EXERCISE DESCRIPTION:
Look through the material that follows and show every line with the string "wing".

START EXERCISE MATERIALS

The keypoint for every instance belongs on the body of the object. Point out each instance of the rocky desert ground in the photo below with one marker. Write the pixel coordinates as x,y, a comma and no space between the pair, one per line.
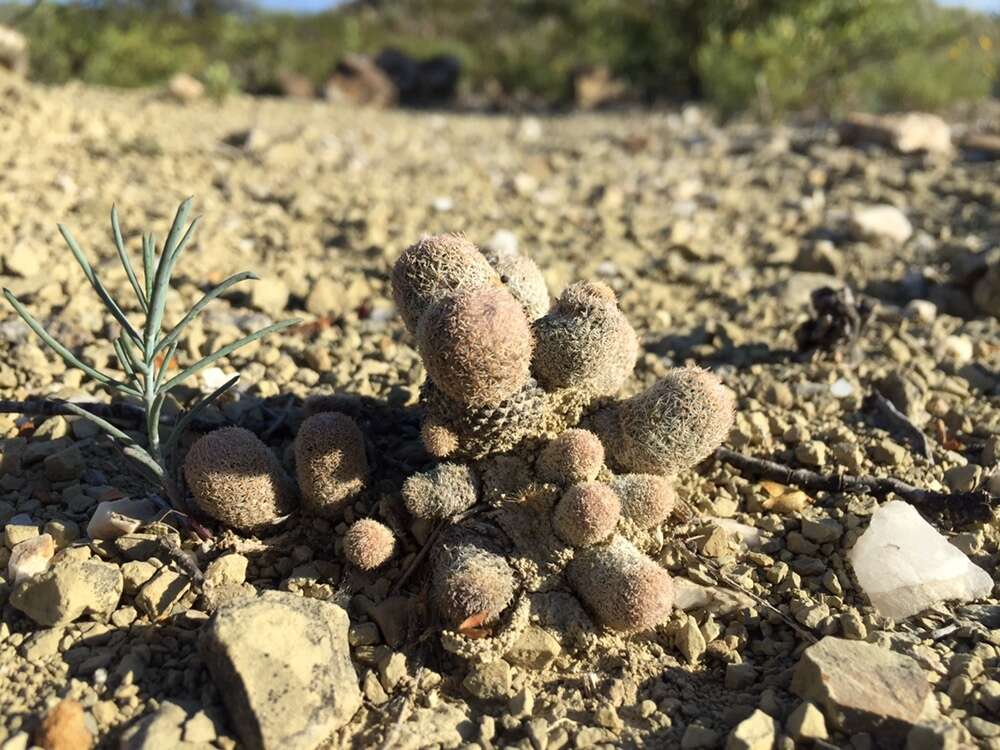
713,238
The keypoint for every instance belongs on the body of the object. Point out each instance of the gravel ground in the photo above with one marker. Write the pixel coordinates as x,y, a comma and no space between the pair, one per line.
713,238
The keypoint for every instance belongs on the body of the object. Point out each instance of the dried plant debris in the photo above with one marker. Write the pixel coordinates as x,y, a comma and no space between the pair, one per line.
475,499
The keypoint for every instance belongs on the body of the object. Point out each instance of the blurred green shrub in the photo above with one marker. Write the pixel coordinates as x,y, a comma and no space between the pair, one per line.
771,56
834,55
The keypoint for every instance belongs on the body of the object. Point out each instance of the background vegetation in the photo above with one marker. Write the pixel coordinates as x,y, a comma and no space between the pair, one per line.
771,56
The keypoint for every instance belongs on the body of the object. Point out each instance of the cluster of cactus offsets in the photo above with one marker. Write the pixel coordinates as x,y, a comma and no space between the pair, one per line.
520,398
238,480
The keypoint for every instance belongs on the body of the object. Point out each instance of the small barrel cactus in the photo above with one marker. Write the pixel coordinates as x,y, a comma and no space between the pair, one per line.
669,427
330,462
585,342
237,480
442,492
521,276
434,268
369,544
623,588
647,499
451,429
476,346
586,514
574,456
470,581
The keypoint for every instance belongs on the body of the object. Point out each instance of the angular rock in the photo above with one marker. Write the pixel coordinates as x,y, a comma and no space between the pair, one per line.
19,529
904,565
115,518
907,133
30,557
68,590
535,648
489,681
864,688
227,569
162,592
756,732
161,729
881,222
65,728
282,665
185,88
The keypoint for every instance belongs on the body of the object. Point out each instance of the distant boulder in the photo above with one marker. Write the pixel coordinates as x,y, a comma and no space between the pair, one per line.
594,88
906,133
13,51
421,83
358,80
185,88
296,86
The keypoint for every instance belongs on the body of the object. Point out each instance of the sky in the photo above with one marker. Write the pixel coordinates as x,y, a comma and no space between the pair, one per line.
311,6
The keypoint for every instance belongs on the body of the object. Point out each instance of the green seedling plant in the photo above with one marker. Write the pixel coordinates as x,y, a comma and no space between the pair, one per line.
145,353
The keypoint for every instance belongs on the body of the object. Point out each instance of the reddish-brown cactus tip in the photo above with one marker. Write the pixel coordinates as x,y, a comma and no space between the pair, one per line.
470,581
237,480
476,346
369,544
623,588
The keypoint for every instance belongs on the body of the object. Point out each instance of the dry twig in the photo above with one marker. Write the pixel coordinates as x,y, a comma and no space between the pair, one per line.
959,507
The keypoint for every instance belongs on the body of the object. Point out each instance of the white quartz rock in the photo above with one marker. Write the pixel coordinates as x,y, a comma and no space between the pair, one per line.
904,565
115,518
30,557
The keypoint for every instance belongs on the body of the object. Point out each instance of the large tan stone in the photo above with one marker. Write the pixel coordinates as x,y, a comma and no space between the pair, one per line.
282,665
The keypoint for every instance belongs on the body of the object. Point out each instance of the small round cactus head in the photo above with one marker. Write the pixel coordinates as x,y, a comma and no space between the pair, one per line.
585,342
476,346
574,456
521,276
368,544
585,294
586,514
623,588
442,492
330,462
433,268
439,440
237,480
672,425
471,581
647,499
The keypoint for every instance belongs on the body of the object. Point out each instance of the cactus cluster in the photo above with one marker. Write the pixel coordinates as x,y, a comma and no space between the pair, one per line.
520,400
519,408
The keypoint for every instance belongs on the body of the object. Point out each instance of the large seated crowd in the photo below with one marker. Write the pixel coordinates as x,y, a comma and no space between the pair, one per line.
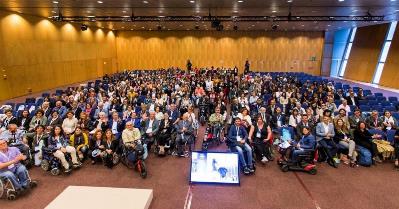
255,114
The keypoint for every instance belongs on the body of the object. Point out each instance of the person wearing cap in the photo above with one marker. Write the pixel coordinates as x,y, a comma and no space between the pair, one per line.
12,169
236,140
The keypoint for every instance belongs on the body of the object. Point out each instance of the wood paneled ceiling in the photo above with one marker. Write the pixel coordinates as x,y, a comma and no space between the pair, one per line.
389,9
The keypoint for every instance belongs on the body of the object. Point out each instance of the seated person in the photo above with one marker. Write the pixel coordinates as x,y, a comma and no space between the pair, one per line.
216,121
8,119
80,141
55,120
365,139
396,144
12,169
373,121
236,140
324,136
116,125
60,146
150,130
305,144
129,135
260,136
343,137
110,147
96,145
24,120
14,138
185,132
246,120
38,119
165,132
355,118
278,119
36,141
389,122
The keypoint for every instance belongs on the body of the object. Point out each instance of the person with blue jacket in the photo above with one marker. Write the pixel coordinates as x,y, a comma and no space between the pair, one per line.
236,140
59,145
305,144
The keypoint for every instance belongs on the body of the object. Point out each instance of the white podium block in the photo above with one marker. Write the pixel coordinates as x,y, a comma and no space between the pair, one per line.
82,197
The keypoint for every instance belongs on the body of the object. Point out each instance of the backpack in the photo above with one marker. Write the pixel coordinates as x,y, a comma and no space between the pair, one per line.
364,156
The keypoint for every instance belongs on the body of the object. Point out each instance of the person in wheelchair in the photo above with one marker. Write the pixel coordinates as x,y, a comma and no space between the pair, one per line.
165,132
216,121
185,134
80,141
60,146
304,145
260,136
11,168
14,138
150,130
36,141
236,141
129,135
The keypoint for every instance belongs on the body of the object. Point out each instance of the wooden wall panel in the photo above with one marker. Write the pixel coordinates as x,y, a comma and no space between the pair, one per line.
267,51
365,52
38,54
390,75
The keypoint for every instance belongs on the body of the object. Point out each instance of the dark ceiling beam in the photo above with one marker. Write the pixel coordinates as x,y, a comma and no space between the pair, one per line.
366,18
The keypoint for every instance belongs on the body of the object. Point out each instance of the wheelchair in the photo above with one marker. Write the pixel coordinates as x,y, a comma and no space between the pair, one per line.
53,164
305,161
138,163
210,138
7,188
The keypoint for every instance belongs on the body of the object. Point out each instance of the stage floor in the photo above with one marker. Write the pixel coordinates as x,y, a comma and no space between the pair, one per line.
102,198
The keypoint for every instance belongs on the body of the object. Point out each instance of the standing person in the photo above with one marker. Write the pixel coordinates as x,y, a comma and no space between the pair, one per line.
246,68
324,136
260,135
189,66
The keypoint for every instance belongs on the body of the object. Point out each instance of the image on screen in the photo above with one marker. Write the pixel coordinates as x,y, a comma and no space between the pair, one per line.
214,167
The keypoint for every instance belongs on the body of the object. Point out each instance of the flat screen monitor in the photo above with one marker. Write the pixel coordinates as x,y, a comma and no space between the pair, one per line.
214,167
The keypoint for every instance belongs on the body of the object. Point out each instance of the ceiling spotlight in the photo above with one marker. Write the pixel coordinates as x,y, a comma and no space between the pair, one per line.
83,27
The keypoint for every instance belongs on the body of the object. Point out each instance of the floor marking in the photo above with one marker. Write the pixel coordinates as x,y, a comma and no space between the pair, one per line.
189,197
316,204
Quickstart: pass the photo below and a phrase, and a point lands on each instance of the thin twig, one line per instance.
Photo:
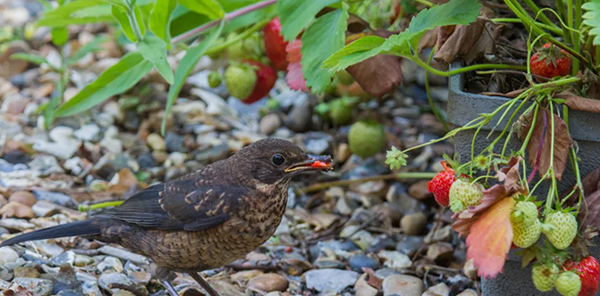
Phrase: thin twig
(227, 17)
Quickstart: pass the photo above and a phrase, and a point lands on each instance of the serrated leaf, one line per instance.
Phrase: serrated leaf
(93, 46)
(592, 18)
(294, 15)
(455, 12)
(210, 8)
(154, 49)
(115, 80)
(321, 39)
(160, 19)
(77, 12)
(186, 65)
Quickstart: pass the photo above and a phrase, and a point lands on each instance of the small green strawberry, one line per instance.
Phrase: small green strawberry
(560, 229)
(240, 80)
(214, 79)
(524, 212)
(568, 284)
(463, 194)
(524, 236)
(544, 276)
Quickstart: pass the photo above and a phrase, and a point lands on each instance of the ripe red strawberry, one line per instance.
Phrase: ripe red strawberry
(275, 45)
(550, 62)
(265, 80)
(440, 185)
(589, 273)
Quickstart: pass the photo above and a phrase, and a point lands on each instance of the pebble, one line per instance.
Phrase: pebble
(402, 285)
(268, 282)
(16, 210)
(8, 255)
(269, 124)
(330, 280)
(23, 197)
(39, 287)
(357, 262)
(413, 224)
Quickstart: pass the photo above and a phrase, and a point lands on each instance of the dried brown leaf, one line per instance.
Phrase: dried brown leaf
(540, 144)
(576, 102)
(469, 41)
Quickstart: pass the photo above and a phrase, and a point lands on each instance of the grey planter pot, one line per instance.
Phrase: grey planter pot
(585, 129)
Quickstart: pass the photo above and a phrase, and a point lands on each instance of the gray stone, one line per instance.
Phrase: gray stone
(39, 287)
(330, 280)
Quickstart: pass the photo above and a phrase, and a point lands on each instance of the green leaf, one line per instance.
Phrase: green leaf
(294, 15)
(77, 12)
(60, 36)
(160, 19)
(210, 8)
(115, 80)
(592, 18)
(455, 12)
(186, 65)
(93, 46)
(322, 38)
(154, 49)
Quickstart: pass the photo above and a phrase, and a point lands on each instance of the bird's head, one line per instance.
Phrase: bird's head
(269, 161)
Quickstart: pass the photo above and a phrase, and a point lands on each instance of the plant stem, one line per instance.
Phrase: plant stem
(552, 29)
(227, 17)
(325, 185)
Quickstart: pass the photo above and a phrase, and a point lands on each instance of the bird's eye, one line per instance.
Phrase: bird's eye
(278, 159)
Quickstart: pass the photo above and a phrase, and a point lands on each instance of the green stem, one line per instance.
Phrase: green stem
(552, 29)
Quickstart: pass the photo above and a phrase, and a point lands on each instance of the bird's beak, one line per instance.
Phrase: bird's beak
(313, 163)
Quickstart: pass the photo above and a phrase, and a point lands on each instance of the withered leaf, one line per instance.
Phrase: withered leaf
(540, 143)
(469, 41)
(576, 102)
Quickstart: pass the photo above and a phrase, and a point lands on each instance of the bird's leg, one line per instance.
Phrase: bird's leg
(206, 286)
(167, 283)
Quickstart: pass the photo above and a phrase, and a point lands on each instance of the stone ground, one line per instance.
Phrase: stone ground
(368, 238)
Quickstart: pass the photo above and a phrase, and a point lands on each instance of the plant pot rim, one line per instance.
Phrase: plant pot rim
(583, 126)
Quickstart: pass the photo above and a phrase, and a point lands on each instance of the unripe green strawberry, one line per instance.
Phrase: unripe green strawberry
(544, 276)
(214, 79)
(240, 80)
(568, 284)
(366, 138)
(561, 229)
(463, 194)
(524, 236)
(525, 212)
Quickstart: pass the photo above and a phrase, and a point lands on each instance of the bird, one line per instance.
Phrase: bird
(203, 220)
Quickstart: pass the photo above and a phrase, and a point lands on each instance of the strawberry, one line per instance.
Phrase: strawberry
(589, 274)
(240, 80)
(464, 194)
(275, 45)
(266, 77)
(560, 229)
(525, 236)
(524, 212)
(544, 276)
(440, 185)
(550, 62)
(568, 284)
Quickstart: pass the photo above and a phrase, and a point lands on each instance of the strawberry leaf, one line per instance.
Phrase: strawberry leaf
(321, 39)
(490, 239)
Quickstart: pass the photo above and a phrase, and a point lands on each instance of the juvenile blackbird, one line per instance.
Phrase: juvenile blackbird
(203, 220)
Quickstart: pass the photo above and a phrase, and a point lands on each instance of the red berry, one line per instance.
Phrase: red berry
(440, 185)
(589, 273)
(275, 45)
(266, 77)
(550, 62)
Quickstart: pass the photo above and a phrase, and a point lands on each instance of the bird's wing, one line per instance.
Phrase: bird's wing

END EXERCISE MATERIALS

SOLUTION FOR THIS EXERCISE:
Quickstart: pass the photo above and a phrase, and a point lands on each instance of the bird's wing, one line per instance.
Phrase: bird's wing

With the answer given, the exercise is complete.